The data:
++++++++++
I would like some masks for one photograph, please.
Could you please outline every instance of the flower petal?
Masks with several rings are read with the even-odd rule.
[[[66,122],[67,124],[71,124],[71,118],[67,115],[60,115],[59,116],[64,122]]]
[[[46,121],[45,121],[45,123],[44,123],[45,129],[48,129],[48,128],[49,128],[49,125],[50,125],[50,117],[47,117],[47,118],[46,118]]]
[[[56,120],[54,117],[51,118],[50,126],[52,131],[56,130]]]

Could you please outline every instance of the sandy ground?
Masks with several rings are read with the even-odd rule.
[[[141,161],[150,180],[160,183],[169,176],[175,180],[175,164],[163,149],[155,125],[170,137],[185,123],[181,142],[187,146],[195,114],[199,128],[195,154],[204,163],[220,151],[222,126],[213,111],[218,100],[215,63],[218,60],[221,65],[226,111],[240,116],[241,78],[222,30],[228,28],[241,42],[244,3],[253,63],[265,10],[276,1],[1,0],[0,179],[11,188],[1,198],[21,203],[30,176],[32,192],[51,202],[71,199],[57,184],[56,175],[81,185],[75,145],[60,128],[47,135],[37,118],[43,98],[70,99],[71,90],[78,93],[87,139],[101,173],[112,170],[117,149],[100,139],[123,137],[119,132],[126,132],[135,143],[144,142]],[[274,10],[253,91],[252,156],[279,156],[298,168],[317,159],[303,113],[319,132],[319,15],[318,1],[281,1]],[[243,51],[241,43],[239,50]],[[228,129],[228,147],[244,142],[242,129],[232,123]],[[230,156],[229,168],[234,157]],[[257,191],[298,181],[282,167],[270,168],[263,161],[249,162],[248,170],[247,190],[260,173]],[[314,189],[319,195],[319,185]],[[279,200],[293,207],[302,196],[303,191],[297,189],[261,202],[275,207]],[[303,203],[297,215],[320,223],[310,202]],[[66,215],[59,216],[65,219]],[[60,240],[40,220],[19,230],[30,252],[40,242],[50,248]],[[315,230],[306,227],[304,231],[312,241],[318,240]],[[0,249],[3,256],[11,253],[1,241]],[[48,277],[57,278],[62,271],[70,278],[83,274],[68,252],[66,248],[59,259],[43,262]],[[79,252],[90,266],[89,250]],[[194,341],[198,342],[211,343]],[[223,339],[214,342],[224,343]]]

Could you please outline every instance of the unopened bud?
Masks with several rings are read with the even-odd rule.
++++++++++
What is expected:
Whenever a line of the material holds the word "instance", copy it out.

Solution for this task:
Could you please outline every instance of the flower petal?
Could you please outline every instance of the sandy ground?
Could you please outline every instance of the unopened bud?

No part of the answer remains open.